### GOAL:
Decide whether each statement agrees with the passage below about the Fox interview with O.J. Simpson: (a) Simpson received $600,000 in the deal; (b) Simpson wrote "If I Did It" himself; (c) in the portion the writer saw, Simpson says he remembers what happened between grabbing a knife and seeing the blood. Answer yes or no for each, and quote the words from the passage that settle it.

### SELECTED PASSAGE:
---

Fox, many forget, produced this interview as part of the promotion for O.J.’s book, “If I Did It,” written by a ghostwriter after interviews with Simpson. Simpson got $600,000 in the deal, denying later that he had anything to do with the project, and saying, “Hey, they offered me $600,000 not to dispute that I [wrote] the book…Everybody thinks I’m a murderer anyway. They’re not going to change their mind just because of a book.”

The consensus is that the Simpson’s statements in the Fox interview amount to a confession to double murder. I saw the key portion in a promotion,, where O.J. says that he remembers being at Nicole’s home, grabbing a knife, then seeing lots of blood…but not remembering what happened in between. But Simpson is a liar and a sociopath, and because of double-jeopardy, he can say that he watched Nicole and Ron get attacked by an army of zombies he recruited and it wouldn’t make any difference.

The degree to which Fox debased itself by running this offal cannot be exaggerated, and anyone who watched it without being paid to do so is an accessory after the fact to the unjust enrichment of O.J. Simpson.

2. Bonus O.J, ugliness: Read this hateful, racist, biased and legally ignorant essay by Michael Herriot at “The Root.” Herriot is another of many contributors to CNN whose anti-white racism is palpable, but deemed acceptable mainstream punditry. How deep and widespread is this kind of blind, unreasoning hatred of white Americans in the black community? How can anyone read something like this and wonder where the upsurge in white nationalism comes from?

---

### STORED RECORDS:
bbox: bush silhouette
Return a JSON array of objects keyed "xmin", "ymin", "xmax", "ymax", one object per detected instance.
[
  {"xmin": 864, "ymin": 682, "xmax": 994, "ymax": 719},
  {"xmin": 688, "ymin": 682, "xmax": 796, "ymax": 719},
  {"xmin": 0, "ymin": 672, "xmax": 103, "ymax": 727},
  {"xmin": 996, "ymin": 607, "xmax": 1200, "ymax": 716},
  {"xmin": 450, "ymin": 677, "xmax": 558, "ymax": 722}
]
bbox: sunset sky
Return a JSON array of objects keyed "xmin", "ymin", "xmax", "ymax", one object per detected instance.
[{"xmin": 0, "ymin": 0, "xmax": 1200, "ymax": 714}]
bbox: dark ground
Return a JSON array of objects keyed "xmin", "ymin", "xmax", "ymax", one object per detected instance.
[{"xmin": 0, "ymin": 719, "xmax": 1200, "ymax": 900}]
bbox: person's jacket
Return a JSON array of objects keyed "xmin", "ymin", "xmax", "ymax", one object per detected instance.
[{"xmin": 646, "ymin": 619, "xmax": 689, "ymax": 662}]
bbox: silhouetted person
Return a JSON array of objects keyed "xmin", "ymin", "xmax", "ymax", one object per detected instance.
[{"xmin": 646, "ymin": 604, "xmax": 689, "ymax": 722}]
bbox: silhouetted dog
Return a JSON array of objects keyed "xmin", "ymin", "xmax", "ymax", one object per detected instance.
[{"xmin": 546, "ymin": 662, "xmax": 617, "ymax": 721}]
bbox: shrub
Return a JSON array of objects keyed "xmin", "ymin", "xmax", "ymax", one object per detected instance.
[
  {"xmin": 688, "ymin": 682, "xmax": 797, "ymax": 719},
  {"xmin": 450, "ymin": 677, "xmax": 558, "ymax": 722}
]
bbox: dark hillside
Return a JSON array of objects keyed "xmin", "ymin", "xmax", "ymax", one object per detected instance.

---

### OUTPUT:
(a) Yes: "Simpson got $600,000 in the deal"
(b) No: "written by a ghostwriter after interviews with Simpson"
(c) No: "but not remembering what happened in between"